_作業内容:_
**a)** 直路式吊床版橋についての文章から、「前記の場合、図示を省略するが」から「記の直路式吊床版橋に属する。」に至るまでの全部を書き写してください。
**b)** 直路式吊床版橋についての文章を、示された最後の文のあとから続けて書き進めること。

_読む文章:_
+ + + +
説明

直路式吊床版橋およびその構築方法

【課題】サグを小さくして道路縦断勾配を緩くできると共に橋台に作用する水平力を小さくすることが可能な直路式吊床版橋およびその構築方法を提供すること。
【解決手段】直路式吊床版橋において、吊床版を架設するための1次ケーブル3と橋体全体を支持する2次ケーブル13を備え、前記1次ケーブル3および2次ケーブル13は共に橋台2にて緊張定着され、吊床版本体には直接プレストレスを導入するケーブル9を配置し吊床版端部で緊張定着され、吊床版端部は、弾性支承に支持されて橋台2に固定されていない直路式吊床版橋とする。

【発明の詳細な説明】
【技術分野】
【0001】
本発明は、外ケーブルを併用した直路式吊床版橋およびその構築方法に関する。
【背景技術】
【0002】
橋台や橋脚の間に張り渡したPC鋼材を、薄いコンクリートで包み込んで床版としたPC吊床版橋として、図11に示す直路式吊床版橋Aがあると共に、これに類似の床版橋として、図12に示す上路式吊床版橋Bがある(例えば、引用文献1〜3並びに非特許文献1参照)。
【0003】
直路式吊床版橋Aは、橋台間を張り渡したケーブル(1次ケーブル)を包み込んだ床版(吊床版)の上を、直接、人や車が通れるようにした構造であり、特徴的な構造として、路面にサグ(垂距)Sが残るようになる構造であり、撓みやすい構造である。他方、上路式吊床版橋Bは、吊床版20の上に鉛直材(またはトラス斜材)21を立て、鉛直材21の上に路面となる上床版22を載せた構造であり、特徴的な構造として、路面は水平になる。
前記の場合、図示を省略するが、直路式吊床版橋Aにおける吊床版内に配置されるプレストレス導入用PC鋼材は橋台2の背面において緊張定着され、同様に上路式吊床版橋Bにおける吊床版20内に配置されるプレストレス導入用PC鋼材は橋台2の背面において緊張定着される。また、上路式吊床版橋Bの上床版ケーブルは上床版22の橋軸方向端部で定着される。また、吊床版20の上に鉛直材21とコンクリート製上床版22が載るので、自重が重くなり、ケーブルあるいは橋台2さらには、アンカー材が負担する水平力が減らない(吊床版のサグを大きくすれば水平力は減るが自重が増えるので相殺されるため)という欠点があるが、全体剛性が、直路式吊床版橋Aの場合よりも剛性が大きいという利点を有している。本発明は前記の直路式吊床版橋に属する。
【0004】
従来の吊床版橋は、橋台間に張設されたPCケーブル上にプレキャスト床版を懸垂配置したのち、後打ちコンクリートを打設する方法が一般的である。
また従来、長支間対応の吊床版橋では、2次ケーブルとして外ケーブルを配置し、プレキャスト床版と外ケーブルとの間に鉛直材を設けることにより、橋台に作用する水平力を減少させることは知られている(前記特許文献2、5参照)。
+ + + +
_提供資料:_
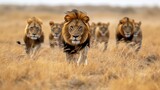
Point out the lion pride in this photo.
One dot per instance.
(76, 36)
(33, 36)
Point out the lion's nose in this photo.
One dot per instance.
(75, 36)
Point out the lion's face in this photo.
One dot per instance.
(76, 28)
(103, 28)
(56, 29)
(127, 27)
(137, 26)
(34, 28)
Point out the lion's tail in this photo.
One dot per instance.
(18, 42)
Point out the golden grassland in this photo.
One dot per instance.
(114, 69)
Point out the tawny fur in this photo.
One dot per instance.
(137, 38)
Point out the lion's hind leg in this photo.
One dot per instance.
(83, 56)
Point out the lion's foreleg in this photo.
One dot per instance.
(105, 46)
(83, 56)
(70, 57)
(35, 50)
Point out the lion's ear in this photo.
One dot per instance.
(29, 21)
(99, 23)
(51, 23)
(139, 23)
(86, 19)
(108, 24)
(122, 21)
(67, 18)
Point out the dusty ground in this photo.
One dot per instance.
(111, 70)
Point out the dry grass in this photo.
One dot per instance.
(111, 70)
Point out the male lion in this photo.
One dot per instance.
(102, 34)
(76, 35)
(33, 36)
(125, 30)
(55, 35)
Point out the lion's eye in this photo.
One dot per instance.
(31, 27)
(125, 26)
(37, 28)
(71, 27)
(80, 28)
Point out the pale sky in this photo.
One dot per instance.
(84, 2)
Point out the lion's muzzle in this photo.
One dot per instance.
(76, 39)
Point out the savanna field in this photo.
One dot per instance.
(114, 69)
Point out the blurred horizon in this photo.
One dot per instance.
(122, 3)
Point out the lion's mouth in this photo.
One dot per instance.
(127, 35)
(34, 37)
(56, 36)
(75, 42)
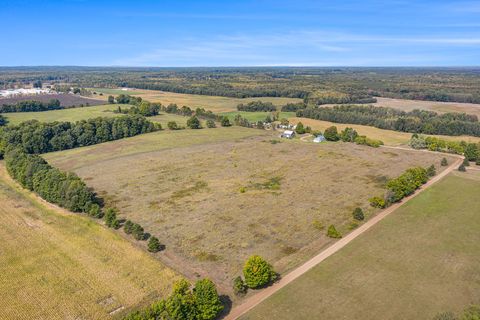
+ + + +
_出力一覧:_
**a)**
前記の場合、図示を省略するが、直路式吊床版橋Aにおける吊床版内に配置されるプレストレス導入用PC鋼材は橋台2の背面において緊張定着され、同様に上路式吊床版橋Bにおける吊床版20内に配置されるプレストレス導入用PC鋼材は橋台2の背面において緊張定着される。また、上路式吊床版橋Bの上床版ケーブルは上床版22の橋軸方向端部で定着される。また、吊床版20の上に鉛直材21とコンクリート製上床版22が載るので、自重が重くなり、ケーブルあるいは橋台2さらには、アンカー材が負担する水平力が減らない(吊床版のサグを大きくすれば水平力は減るが自重が増えるので相殺されるため)という欠点があるが、全体剛性が、直路式吊床版橋Aの場合よりも剛性が大きいという利点を有している。本発明は前記の直路式吊床版橋に属する。

**b)**
【特許文献1】特許第2967874号公報
【特許文献2】特許第2979297号公報
【特許文献3】特許第3678719号公報
【特許文献4】特開平11−323841号公報
【特許文献5】特開平10−140521号公報
【非特許文献1】PC床版橋設計施工基準(案)P4,5,11 平成12年11月、社団法人プレストレスコンクリート技術協会
【発明の開示】
【発明が解決しようとする課題】
【0005】
ところで、基本サグの設定は、吊床版橋において最も重要なものであり、サグは、ケーブル本数、橋台に作用する水平力とグランドアンカー本数、供用時の振動、耐風安定性、直路式床版橋の場合における最大縦断勾配、景観、排水計画などに影響を及ぼすので、重要な要素として検討される。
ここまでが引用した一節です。